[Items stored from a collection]
-- Start --

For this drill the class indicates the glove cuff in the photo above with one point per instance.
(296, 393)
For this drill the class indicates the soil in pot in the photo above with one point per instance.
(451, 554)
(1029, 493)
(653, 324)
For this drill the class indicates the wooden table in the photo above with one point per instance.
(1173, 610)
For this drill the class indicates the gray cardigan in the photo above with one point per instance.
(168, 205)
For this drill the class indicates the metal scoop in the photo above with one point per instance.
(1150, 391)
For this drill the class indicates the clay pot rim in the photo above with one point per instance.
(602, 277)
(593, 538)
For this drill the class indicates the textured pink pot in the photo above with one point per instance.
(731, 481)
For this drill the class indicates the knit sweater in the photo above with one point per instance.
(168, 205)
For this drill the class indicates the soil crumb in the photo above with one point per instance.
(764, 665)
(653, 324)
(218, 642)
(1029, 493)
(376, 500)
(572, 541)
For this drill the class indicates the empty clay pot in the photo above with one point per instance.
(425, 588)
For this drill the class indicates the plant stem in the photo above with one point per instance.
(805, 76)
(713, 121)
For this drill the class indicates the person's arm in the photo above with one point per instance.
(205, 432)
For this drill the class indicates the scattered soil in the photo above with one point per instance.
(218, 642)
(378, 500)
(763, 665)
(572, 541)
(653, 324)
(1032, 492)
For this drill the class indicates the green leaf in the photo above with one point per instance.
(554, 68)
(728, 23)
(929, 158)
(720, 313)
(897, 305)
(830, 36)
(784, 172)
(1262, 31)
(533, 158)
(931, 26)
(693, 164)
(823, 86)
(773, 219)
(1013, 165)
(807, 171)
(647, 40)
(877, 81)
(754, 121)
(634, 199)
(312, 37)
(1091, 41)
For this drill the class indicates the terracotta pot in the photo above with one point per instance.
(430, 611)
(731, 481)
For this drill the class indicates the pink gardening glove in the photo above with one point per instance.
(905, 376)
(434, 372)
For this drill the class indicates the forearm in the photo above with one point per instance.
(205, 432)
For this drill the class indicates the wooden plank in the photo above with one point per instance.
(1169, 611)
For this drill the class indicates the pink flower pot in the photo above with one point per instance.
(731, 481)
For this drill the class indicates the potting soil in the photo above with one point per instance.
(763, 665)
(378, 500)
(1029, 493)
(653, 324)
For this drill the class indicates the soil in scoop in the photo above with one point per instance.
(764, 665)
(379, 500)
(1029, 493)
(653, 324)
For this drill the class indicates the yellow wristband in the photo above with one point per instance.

-- End --

OBJECTIVE: Write out verbatim the portion of the data above that opens with the line containing "For this drill the class indicates the textured" and closes with the line containing "(1169, 611)". Include both end lines.

SOLUTION TO THIS EXERCISE:
For this drill the class indicates the textured pink pot in the photo above with one point per instance.
(731, 481)
For this drill the class indicates the knit sweater in the photo above with one point per instance.
(168, 205)
For this drill the class indicates the soil crumb in the photo above with one point per instance.
(764, 665)
(653, 324)
(218, 642)
(1029, 493)
(376, 500)
(572, 541)
For this drill the class indicates the empty clay pot in the photo above with one point per instance.
(425, 588)
For this drill the class indicates the plant stem in the photo above with one point per instance.
(805, 76)
(713, 121)
For this drill the class indicates the person's arm in the photo above with one point per instance.
(205, 432)
For this drill the class indicates the scattered soil in the photo above with one point per instance.
(218, 642)
(378, 500)
(763, 665)
(572, 541)
(653, 324)
(1032, 492)
For this drill the class indicates the green leaf in the photo above with one point per instance.
(554, 68)
(728, 23)
(929, 158)
(720, 313)
(897, 305)
(830, 36)
(784, 172)
(1262, 31)
(533, 158)
(931, 26)
(693, 164)
(823, 86)
(773, 219)
(1013, 165)
(807, 171)
(647, 40)
(877, 81)
(754, 121)
(634, 199)
(312, 37)
(1091, 41)
For this drill the class indicates the terracotta pot in the photo above with one point per instance.
(430, 611)
(731, 481)
For this drill the class indicates the pink gardening glove in the photo above with one point per instance.
(905, 376)
(434, 372)
For this drill the class indicates the forearm in the photo above with one point per instance.
(205, 432)
For this drill the class indicates the wooden plank in the photo above with one point per instance.
(1169, 611)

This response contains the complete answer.